• Task description:
Return nothing but the lines from the line containing "the metal downspout" through the last line of the records, reproduced exactly.

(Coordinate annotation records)
· · · · · · ·

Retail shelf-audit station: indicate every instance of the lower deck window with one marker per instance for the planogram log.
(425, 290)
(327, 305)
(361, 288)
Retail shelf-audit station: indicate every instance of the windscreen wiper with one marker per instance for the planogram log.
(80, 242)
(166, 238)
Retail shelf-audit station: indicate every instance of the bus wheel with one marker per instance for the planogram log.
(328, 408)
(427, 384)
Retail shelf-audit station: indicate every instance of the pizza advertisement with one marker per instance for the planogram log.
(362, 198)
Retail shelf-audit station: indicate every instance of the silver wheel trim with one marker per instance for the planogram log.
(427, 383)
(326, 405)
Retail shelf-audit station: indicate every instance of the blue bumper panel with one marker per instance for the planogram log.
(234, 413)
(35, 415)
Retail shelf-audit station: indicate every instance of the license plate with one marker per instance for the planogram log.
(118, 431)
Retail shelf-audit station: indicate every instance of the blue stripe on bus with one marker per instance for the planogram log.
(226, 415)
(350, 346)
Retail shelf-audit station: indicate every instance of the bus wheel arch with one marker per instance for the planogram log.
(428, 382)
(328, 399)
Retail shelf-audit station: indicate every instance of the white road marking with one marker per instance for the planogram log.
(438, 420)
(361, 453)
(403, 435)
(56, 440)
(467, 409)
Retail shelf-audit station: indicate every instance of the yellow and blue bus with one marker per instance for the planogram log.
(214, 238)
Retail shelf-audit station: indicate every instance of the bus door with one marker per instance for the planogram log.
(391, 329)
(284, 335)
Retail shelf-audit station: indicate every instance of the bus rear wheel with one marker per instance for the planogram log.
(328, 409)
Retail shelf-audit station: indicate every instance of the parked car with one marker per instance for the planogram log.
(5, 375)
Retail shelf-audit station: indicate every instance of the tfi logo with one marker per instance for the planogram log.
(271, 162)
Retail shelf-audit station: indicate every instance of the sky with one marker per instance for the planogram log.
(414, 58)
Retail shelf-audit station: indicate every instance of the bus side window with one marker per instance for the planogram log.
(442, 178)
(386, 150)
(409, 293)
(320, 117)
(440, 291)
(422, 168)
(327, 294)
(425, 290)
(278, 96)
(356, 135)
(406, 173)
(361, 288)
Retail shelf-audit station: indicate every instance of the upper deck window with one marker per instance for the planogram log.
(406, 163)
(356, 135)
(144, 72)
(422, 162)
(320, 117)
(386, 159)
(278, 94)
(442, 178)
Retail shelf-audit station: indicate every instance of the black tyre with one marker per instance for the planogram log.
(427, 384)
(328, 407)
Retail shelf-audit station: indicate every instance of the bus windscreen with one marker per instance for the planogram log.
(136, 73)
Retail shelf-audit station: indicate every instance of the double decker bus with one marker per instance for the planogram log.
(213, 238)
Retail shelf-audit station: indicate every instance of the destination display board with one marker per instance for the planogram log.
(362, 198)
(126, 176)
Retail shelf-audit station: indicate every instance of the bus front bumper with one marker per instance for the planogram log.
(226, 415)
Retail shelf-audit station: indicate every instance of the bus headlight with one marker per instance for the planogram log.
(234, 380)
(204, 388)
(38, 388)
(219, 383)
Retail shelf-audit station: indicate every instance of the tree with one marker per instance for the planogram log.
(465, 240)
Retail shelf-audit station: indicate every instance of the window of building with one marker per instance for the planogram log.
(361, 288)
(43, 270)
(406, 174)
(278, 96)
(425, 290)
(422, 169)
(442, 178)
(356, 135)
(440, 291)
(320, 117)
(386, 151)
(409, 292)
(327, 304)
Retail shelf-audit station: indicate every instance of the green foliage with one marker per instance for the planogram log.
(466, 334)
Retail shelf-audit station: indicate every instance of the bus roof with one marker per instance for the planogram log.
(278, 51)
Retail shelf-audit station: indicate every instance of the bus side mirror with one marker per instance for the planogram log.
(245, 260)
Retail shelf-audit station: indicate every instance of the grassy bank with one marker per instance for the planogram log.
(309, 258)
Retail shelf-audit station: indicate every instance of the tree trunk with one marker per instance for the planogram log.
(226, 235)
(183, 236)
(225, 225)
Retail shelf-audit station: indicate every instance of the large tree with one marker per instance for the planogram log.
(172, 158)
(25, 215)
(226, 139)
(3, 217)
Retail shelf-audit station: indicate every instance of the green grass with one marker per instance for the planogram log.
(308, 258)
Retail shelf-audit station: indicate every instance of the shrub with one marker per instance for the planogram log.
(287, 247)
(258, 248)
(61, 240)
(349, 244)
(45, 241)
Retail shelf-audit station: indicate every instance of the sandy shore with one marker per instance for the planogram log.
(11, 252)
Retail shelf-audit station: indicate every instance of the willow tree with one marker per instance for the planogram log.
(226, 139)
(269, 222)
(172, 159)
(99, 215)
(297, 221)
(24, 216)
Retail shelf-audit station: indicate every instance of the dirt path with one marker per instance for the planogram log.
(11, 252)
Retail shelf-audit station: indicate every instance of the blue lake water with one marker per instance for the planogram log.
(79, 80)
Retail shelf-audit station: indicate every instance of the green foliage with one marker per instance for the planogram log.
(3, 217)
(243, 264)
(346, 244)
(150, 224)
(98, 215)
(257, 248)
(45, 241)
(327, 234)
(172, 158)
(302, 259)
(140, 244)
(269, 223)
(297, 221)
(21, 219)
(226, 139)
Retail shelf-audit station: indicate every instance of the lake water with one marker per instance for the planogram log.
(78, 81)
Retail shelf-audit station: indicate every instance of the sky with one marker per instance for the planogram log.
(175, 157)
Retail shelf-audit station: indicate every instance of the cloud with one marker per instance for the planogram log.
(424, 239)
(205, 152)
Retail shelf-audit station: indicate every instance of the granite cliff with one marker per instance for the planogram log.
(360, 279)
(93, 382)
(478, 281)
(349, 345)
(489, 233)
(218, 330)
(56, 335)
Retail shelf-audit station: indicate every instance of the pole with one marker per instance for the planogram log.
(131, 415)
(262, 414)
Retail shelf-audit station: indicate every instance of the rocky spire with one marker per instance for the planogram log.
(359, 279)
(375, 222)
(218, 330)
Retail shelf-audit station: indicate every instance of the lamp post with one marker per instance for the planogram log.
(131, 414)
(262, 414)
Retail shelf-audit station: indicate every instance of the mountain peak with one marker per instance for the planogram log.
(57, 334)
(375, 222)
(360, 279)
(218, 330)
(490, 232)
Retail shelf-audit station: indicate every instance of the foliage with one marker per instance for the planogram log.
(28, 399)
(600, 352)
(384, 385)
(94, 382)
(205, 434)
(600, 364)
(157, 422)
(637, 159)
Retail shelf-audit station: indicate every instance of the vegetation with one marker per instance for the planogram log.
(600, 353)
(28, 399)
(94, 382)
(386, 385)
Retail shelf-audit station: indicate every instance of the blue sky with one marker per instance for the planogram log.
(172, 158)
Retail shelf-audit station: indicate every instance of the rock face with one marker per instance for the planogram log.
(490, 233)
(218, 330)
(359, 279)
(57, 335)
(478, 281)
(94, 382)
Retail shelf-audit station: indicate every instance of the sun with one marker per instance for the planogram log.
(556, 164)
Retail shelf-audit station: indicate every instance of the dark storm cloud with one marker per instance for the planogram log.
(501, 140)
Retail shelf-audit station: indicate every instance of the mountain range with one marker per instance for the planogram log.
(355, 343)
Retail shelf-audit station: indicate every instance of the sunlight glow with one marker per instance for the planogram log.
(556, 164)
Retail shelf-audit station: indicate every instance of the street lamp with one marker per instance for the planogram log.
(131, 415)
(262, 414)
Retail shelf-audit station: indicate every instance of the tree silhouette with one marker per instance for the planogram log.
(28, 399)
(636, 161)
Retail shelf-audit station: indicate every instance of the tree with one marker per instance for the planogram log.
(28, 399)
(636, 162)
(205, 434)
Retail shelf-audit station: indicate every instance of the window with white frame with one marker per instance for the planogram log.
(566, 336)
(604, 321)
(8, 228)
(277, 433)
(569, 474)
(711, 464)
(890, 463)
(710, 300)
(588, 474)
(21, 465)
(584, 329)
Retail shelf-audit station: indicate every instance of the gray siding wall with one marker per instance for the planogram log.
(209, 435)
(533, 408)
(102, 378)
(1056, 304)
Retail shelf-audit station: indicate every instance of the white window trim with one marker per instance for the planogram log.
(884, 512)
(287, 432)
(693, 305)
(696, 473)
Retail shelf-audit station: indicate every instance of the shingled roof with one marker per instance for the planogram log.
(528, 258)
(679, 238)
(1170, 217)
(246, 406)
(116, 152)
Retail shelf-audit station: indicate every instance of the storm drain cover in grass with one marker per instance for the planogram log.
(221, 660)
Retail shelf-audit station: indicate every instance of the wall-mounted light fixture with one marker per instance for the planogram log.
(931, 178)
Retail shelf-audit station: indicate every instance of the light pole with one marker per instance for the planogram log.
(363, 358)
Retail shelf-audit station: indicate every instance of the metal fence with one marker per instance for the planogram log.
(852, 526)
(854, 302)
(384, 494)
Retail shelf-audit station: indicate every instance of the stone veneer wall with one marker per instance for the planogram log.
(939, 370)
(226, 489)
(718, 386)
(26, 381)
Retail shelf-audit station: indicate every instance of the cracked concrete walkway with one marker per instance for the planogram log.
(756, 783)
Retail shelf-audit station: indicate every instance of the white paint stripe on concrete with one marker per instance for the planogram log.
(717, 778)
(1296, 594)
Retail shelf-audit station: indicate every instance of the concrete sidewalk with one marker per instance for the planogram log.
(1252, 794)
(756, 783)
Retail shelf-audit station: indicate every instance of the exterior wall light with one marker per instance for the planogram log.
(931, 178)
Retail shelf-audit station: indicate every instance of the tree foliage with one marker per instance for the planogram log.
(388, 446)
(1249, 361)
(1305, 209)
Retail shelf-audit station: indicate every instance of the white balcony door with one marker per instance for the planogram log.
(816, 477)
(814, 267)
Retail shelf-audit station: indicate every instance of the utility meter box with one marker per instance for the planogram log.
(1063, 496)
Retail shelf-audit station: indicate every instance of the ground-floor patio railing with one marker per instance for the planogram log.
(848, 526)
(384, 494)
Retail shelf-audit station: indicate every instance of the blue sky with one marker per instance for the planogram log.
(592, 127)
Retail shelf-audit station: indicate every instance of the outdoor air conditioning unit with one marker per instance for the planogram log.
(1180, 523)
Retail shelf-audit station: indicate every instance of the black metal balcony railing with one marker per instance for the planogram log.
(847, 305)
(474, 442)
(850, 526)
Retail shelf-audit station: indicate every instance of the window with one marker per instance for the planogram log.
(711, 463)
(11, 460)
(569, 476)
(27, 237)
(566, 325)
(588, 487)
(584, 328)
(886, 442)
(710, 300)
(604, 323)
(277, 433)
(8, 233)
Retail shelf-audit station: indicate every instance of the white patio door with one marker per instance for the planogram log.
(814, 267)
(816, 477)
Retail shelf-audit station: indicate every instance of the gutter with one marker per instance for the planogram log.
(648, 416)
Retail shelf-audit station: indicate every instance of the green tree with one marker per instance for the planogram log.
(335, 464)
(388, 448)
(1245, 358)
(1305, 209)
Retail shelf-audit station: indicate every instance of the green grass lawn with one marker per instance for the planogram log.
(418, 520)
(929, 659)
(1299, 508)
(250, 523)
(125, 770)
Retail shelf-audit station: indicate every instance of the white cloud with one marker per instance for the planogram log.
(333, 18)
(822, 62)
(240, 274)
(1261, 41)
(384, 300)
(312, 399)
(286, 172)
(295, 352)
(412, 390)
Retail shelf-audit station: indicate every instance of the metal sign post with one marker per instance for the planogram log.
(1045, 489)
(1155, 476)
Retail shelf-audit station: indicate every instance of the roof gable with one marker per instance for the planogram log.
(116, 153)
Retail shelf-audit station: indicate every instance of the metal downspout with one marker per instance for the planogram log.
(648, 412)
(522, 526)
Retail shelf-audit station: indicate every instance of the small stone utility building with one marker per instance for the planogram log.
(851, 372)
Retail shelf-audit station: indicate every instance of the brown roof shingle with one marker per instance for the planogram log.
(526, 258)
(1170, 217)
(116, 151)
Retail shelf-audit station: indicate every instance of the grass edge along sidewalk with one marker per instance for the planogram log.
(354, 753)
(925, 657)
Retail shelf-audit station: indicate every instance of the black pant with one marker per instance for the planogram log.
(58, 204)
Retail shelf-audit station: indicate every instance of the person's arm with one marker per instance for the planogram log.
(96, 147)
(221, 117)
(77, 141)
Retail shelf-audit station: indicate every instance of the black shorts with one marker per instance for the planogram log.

· · · · · · ·

• Response below:
Retail shelf-audit station: indicate every instance of the metal downspout with one marker per instance for the planogram log.
(648, 412)
(522, 526)
Retail shelf-audit station: indicate every instance of the small stone utility building with one marker per instance for the planogram log.
(851, 372)
Retail shelf-audit station: indicate every instance of the brown roof shingle with one marker per instance for the planogram log.
(526, 258)
(1170, 217)
(116, 151)
Retail shelf-audit station: indicate every instance of the grass edge along sidewalk with one marker per instance for the planogram log.
(354, 753)
(925, 657)
Retail shelf-audit station: indicate every instance of the black pant with one marker per instance for the planogram log.
(58, 204)
Retail shelf-audit station: indicate every instance of the person's arm with one marker per instance for the planogram log.
(96, 147)
(221, 117)
(77, 141)
Retail shelf-audit station: indicate every instance of the black shorts with one marker per instance for the planogram log.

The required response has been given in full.